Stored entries
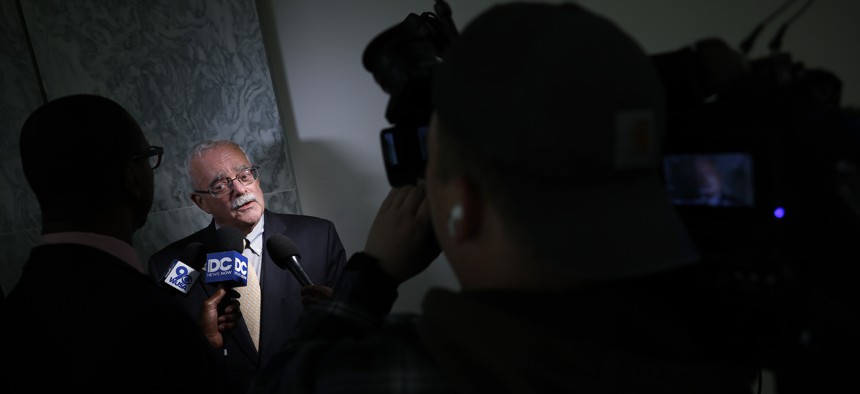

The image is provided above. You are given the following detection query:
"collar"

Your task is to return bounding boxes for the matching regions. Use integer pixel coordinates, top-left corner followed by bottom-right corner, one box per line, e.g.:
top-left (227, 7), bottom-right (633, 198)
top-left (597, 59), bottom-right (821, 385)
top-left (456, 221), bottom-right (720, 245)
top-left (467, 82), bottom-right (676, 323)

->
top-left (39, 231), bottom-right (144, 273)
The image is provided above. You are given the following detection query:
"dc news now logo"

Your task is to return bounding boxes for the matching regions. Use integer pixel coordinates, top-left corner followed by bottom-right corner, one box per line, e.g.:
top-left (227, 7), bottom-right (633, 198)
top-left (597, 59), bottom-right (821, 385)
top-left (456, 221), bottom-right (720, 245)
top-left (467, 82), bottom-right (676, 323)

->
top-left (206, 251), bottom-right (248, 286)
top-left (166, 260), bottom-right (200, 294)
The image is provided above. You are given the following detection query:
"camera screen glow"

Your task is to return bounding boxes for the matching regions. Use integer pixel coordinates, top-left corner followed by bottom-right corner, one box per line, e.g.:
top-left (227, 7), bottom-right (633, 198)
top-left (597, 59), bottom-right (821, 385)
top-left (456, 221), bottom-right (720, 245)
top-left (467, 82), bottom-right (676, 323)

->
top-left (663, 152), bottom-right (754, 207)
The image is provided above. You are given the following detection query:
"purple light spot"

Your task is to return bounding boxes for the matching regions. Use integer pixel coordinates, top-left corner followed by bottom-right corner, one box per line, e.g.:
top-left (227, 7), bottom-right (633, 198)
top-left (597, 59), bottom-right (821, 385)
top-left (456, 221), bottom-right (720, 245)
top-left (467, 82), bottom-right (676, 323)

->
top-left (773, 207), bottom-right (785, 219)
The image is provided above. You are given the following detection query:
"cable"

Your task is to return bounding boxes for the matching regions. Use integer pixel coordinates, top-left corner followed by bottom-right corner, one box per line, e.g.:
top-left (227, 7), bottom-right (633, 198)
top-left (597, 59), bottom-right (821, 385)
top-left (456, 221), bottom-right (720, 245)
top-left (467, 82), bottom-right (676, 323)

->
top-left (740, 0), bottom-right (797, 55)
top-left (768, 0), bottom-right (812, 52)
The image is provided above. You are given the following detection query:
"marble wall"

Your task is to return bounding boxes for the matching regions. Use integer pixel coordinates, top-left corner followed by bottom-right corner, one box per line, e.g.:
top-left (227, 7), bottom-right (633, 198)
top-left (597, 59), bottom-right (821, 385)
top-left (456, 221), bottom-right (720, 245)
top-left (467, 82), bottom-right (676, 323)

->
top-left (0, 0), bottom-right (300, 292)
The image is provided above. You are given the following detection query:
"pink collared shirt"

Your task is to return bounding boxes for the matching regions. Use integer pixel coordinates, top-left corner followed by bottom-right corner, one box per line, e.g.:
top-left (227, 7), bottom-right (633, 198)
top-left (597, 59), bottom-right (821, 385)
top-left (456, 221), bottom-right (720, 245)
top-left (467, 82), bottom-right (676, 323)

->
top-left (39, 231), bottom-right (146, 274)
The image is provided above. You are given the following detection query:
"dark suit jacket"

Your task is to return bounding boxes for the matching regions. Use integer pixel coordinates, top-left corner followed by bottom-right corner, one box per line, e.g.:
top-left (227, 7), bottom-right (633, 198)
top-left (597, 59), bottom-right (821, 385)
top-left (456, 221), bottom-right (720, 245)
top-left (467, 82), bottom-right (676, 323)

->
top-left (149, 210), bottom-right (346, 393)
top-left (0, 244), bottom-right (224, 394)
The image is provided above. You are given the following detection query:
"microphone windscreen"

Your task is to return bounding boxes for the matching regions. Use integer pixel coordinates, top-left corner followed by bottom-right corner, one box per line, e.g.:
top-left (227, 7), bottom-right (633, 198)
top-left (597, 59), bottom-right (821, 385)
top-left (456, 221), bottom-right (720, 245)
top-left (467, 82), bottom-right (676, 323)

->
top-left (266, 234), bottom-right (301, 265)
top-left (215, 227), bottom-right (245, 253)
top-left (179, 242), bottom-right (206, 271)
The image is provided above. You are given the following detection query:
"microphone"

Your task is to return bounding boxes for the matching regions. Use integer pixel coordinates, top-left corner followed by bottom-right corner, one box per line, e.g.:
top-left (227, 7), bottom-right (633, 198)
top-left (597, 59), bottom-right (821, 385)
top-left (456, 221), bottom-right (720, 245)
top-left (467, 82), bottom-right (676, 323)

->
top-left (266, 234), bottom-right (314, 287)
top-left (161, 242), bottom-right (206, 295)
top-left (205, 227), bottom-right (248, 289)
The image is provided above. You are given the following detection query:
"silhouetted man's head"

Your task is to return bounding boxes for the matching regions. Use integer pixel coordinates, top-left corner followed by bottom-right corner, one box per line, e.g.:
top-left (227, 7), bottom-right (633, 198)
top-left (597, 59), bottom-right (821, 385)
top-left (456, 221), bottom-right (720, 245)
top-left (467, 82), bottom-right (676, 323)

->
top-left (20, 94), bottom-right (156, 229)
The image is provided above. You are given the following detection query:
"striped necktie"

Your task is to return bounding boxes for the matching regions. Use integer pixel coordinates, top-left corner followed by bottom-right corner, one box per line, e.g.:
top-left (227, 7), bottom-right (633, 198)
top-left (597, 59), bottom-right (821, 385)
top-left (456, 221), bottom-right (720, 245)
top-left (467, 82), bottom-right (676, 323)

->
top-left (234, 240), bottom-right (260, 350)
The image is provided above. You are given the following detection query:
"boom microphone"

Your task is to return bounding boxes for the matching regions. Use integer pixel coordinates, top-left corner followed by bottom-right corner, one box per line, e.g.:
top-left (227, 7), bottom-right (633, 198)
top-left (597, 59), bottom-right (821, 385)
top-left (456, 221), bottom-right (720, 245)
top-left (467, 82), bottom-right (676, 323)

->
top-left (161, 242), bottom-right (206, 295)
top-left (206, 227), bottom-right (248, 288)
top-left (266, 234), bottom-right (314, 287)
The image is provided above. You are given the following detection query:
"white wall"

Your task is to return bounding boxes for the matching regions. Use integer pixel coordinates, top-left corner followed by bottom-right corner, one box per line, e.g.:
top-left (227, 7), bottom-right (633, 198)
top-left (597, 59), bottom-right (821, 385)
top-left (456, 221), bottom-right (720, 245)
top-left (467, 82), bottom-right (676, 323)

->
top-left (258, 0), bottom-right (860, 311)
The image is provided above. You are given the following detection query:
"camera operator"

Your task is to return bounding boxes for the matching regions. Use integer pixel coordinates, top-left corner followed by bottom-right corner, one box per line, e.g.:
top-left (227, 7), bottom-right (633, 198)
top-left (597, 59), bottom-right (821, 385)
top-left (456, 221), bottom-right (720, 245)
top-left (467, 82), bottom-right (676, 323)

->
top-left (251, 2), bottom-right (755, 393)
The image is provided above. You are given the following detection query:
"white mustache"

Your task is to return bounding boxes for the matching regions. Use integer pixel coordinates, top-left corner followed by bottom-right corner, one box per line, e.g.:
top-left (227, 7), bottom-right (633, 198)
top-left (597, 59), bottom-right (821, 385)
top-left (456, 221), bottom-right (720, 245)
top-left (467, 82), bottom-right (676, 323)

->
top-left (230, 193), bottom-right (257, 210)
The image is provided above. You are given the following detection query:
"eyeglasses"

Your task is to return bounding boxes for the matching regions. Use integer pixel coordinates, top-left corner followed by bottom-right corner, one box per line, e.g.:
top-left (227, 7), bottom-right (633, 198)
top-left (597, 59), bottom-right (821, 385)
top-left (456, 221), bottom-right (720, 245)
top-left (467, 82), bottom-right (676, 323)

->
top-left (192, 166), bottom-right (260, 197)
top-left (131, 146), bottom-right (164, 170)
==
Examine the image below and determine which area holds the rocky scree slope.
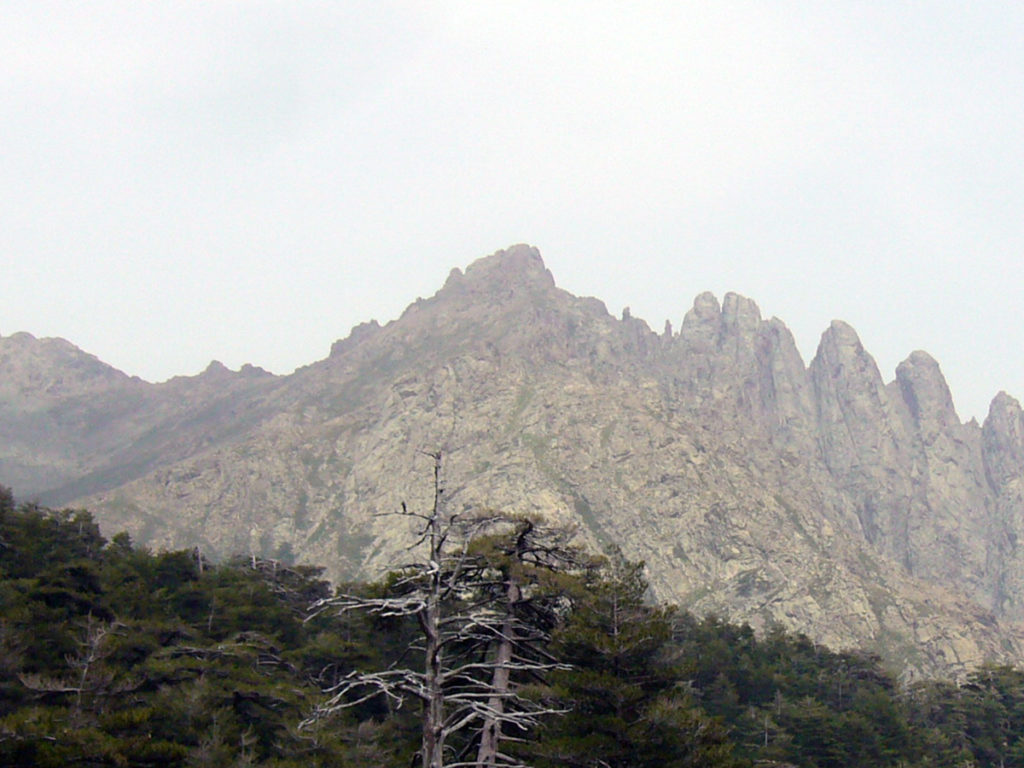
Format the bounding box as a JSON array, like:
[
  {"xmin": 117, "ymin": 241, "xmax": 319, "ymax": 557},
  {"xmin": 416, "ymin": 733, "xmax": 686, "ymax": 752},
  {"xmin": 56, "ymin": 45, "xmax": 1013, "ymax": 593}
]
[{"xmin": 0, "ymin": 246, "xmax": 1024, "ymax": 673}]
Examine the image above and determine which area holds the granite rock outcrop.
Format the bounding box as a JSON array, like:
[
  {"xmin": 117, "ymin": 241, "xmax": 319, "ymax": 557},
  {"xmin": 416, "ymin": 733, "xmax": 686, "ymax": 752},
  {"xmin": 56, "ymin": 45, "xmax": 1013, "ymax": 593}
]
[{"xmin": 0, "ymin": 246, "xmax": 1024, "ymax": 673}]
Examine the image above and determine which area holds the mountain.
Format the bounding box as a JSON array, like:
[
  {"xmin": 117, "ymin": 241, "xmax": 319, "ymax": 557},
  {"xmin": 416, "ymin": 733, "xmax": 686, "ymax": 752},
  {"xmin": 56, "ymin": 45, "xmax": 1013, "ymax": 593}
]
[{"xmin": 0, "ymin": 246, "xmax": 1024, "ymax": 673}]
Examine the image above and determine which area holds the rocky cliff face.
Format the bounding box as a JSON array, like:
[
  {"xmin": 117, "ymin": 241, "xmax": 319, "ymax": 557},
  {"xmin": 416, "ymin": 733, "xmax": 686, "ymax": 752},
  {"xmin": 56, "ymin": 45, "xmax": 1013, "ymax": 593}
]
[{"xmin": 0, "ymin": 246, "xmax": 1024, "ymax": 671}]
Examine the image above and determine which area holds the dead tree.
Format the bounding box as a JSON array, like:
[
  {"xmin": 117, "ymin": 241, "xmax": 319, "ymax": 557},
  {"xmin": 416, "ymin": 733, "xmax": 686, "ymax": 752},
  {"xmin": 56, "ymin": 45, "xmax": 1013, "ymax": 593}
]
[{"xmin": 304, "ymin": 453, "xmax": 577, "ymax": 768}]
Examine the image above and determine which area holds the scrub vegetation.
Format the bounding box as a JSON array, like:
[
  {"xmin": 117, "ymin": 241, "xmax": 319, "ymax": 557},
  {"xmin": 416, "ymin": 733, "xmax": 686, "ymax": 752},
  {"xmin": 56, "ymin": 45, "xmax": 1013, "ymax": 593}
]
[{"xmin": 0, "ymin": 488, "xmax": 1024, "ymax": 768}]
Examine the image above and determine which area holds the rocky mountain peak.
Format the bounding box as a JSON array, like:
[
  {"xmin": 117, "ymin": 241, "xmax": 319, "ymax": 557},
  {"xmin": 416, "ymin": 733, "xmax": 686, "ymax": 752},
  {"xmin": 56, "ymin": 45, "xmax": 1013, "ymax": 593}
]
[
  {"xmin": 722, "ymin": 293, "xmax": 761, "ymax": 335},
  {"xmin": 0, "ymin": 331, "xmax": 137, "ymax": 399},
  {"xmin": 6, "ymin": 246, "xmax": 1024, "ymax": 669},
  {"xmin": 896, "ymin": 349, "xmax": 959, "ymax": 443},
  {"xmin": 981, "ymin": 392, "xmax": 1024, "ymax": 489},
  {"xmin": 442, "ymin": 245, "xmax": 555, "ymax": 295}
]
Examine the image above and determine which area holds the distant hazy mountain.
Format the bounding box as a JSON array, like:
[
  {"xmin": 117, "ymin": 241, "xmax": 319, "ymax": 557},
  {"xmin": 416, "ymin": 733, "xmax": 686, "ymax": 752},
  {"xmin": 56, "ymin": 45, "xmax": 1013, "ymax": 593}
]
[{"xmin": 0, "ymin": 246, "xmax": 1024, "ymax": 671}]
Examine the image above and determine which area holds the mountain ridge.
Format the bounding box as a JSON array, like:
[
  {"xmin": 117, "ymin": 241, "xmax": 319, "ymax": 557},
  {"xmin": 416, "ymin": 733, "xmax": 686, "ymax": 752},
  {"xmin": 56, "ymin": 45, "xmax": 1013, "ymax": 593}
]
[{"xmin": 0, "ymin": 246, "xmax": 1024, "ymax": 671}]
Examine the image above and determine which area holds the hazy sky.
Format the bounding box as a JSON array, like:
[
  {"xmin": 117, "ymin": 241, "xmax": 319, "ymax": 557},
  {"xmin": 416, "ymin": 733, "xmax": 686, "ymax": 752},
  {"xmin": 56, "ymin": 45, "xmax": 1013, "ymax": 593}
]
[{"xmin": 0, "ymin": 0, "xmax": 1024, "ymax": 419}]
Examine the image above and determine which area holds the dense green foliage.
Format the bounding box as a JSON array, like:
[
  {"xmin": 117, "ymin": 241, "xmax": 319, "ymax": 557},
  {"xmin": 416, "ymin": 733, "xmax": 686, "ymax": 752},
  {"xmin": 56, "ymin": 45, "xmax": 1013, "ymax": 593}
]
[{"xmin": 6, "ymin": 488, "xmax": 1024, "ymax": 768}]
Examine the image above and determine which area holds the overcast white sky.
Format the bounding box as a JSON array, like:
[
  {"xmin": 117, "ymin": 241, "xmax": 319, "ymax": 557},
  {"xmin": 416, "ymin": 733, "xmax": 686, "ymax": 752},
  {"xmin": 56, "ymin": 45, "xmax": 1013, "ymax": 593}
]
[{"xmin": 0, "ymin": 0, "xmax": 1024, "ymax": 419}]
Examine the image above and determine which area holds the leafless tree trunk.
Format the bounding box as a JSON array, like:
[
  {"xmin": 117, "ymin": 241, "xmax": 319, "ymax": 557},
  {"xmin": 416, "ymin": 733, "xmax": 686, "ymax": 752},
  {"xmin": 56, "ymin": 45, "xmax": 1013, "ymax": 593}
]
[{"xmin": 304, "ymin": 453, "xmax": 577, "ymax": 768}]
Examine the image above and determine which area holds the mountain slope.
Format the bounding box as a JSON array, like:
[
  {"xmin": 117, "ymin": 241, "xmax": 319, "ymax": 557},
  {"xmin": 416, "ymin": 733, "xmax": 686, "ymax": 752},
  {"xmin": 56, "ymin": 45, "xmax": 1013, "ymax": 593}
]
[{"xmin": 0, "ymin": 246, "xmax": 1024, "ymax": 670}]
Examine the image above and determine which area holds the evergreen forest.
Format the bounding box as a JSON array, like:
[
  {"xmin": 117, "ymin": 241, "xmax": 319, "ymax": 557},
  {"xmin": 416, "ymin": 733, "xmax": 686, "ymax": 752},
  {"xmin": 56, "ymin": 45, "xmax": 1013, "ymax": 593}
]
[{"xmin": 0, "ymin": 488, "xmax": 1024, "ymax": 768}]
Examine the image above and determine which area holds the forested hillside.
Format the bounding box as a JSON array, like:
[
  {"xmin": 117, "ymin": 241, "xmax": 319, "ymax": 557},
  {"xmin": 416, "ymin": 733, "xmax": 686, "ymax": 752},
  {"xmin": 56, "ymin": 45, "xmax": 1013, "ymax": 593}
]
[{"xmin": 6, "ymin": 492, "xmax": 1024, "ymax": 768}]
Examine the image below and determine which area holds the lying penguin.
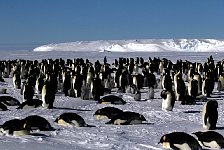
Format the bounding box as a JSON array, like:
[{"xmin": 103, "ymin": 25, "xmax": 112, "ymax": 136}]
--
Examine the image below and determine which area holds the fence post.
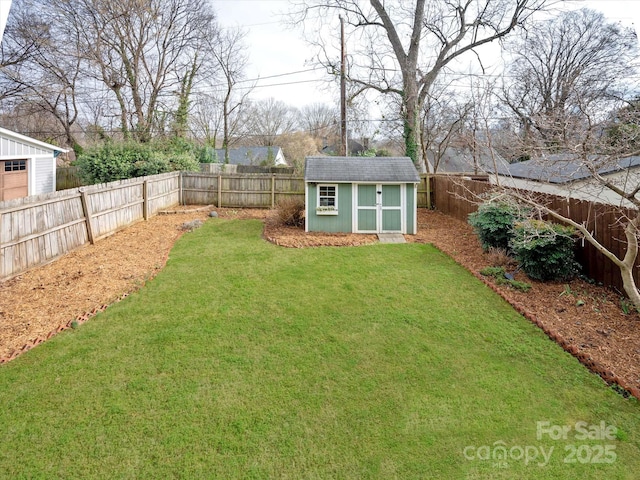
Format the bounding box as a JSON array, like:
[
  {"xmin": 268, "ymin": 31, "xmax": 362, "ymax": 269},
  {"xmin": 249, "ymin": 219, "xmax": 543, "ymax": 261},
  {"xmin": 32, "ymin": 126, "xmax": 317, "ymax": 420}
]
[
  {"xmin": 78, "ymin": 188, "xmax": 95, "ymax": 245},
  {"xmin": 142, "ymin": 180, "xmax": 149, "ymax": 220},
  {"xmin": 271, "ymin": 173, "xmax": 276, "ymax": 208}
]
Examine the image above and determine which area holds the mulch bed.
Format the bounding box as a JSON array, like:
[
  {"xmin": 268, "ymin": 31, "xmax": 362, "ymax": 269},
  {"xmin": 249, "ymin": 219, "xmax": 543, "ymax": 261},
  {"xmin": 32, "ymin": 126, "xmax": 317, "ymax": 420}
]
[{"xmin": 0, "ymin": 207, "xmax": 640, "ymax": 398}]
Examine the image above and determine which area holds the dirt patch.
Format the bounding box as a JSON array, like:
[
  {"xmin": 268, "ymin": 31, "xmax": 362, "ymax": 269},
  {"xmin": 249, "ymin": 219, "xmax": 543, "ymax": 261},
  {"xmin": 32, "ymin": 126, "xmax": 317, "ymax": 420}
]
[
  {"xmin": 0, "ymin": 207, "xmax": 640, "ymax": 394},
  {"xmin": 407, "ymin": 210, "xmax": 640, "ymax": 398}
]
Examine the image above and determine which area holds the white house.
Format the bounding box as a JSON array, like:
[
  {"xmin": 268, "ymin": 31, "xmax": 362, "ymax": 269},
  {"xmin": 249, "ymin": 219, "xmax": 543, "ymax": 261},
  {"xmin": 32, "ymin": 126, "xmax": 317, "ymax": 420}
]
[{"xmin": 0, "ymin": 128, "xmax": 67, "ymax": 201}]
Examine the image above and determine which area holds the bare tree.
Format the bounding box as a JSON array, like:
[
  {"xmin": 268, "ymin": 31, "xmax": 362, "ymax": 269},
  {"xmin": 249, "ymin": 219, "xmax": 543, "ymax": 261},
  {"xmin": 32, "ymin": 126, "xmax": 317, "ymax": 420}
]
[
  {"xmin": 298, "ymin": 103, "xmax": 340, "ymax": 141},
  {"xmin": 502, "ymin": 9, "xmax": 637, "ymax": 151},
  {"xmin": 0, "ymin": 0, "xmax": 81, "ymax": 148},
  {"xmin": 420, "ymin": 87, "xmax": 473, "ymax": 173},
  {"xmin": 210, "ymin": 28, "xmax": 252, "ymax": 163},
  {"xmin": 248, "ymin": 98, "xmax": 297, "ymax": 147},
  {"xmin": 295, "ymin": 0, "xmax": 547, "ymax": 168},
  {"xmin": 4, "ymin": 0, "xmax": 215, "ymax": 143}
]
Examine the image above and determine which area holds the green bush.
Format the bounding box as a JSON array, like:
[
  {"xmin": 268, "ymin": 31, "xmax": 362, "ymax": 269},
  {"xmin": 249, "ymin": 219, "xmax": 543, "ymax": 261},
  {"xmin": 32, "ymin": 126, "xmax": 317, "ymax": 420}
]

Written task: Extract every line in the stored entries above that contains the word "hazy", treating case as significant.

Exercise solution:
Examine the image above and determine which area holds the distant hazy mountain.
Examine the image above and determine which area holds the hazy sky.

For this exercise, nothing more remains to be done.